**HOW TO COMPLETE THIS TASK**
In the article on AI and mathematical experimentation, who is identified on screen as an assistant professor in pure mathematics at UCLA?

AI Is Lowering the Cost of Experimentation in Mathematics
Fields Medalist Terence Tao argues that AI is changing mathematics by lowering the cost of experimentation: researchers can test unlikely ideas, offload tedious computations, search literature more effectively, and keep collaborations moving. OpenAI chief research officer Mark Chen frames that shift as part of a broader goal of building tools that help many scientists make discoveries themselves, rather than positioning AI companies as the primary claimants to scientific credit.
AI lowers the cost of trying mathematical ideas
Terence Tao describes the change AI brings to mathematics as a practical reduction in friction. His emphasis is on working conditions: he can experiment more freely, test ideas he might otherwise avoid, delegate computations that interrupt collaboration, and search mathematical literature more effectively.
“AI has really been improving very rapidly,” Tao says. The immediate effect, in his account, is behavioral.
It allows me to experiment. I will try crazier things.
The point is not only speed. Tao’s examples are about which mathematical paths become worth trying when the cost of checking, searching, or computing falls. If an annoying calculation no longer has to stop a discussion, or if relevant literature can be found more accurately, the set of plausible next moves expands.
Tao gives a concrete collaborative example. Mathematicians can “vibe on the blackboard,” pursue the conceptual shape of an argument, and when a computation arises that neither person wants to do, “we can just get our AI tools to finish that.” The tool, in this account, removes a bottleneck that would otherwise interrupt the flow of work.
He identifies literature search as another area where AI has changed his own practice. Tao says he can search the literature “much more accurately and effectively” than before. The cumulative result, he says, is that he is doing “way more AI-assisted mathematics and collaborative projects.” His conclusion is blunt: “now I think it’s ready for primetime.”
The accompanying screens show laptop pages filled with mathematical equations and text, placing Tao’s comments in the ordinary materials of research mathematics: equations, derivations, technical prose, and computational support. A brief on-screen identification also names Dominique Maldague as an assistant professor in pure mathematics at UCLA, reinforcing that the setting is contemporary research mathematics rather than a general software demo.

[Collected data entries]

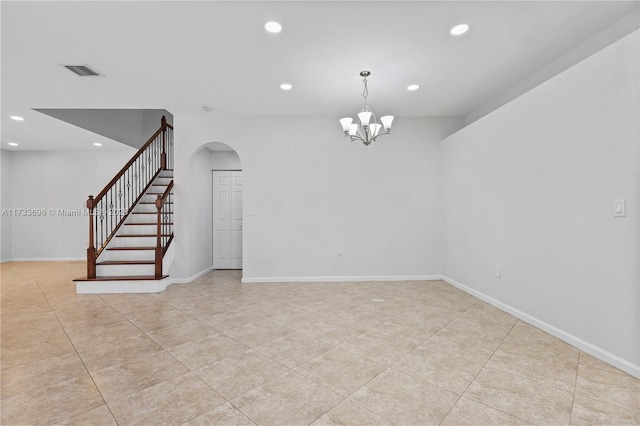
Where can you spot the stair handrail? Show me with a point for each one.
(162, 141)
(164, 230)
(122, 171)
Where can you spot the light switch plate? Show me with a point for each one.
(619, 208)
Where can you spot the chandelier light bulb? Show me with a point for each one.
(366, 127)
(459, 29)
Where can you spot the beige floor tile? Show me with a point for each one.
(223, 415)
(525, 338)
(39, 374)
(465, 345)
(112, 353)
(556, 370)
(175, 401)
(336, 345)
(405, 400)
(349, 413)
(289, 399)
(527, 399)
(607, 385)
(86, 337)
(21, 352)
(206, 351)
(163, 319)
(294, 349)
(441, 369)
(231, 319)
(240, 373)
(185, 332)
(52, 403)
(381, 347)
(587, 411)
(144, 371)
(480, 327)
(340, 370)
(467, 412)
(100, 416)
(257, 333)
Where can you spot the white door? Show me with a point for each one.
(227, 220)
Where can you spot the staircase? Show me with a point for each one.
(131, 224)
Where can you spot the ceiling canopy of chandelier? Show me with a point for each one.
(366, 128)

---

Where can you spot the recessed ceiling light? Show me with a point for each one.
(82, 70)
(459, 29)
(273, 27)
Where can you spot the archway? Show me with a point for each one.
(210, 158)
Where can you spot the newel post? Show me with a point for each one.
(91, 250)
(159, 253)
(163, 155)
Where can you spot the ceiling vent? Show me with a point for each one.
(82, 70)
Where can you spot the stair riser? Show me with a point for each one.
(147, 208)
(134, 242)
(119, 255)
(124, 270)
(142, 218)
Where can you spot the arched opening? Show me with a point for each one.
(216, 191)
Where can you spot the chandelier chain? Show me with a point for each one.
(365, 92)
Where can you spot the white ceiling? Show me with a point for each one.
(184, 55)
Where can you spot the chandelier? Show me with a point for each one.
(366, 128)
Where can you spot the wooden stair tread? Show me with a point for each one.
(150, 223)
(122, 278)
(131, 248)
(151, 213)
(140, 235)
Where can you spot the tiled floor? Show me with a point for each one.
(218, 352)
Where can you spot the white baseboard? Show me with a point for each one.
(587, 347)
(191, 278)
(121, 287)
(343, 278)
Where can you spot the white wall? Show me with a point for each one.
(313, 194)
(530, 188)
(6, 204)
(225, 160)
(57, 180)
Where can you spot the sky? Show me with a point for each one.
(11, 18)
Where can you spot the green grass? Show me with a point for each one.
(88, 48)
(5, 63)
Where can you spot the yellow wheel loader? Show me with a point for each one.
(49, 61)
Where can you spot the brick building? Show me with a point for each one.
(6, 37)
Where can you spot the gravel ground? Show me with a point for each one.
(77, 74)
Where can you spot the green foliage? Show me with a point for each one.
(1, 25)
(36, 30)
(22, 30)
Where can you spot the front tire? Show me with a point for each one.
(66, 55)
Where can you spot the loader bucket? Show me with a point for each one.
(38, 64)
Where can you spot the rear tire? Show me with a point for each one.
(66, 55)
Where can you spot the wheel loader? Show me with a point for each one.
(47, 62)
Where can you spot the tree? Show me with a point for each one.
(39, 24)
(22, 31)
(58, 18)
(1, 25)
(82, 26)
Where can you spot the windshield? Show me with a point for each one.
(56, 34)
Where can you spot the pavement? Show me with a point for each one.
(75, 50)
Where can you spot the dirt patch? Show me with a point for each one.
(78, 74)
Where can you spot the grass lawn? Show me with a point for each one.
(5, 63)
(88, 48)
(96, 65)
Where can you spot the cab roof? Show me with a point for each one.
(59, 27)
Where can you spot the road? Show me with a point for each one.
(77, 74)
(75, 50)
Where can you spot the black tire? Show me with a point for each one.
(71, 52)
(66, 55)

**RESULT OF THIS EXERCISE**
Dominique Maldague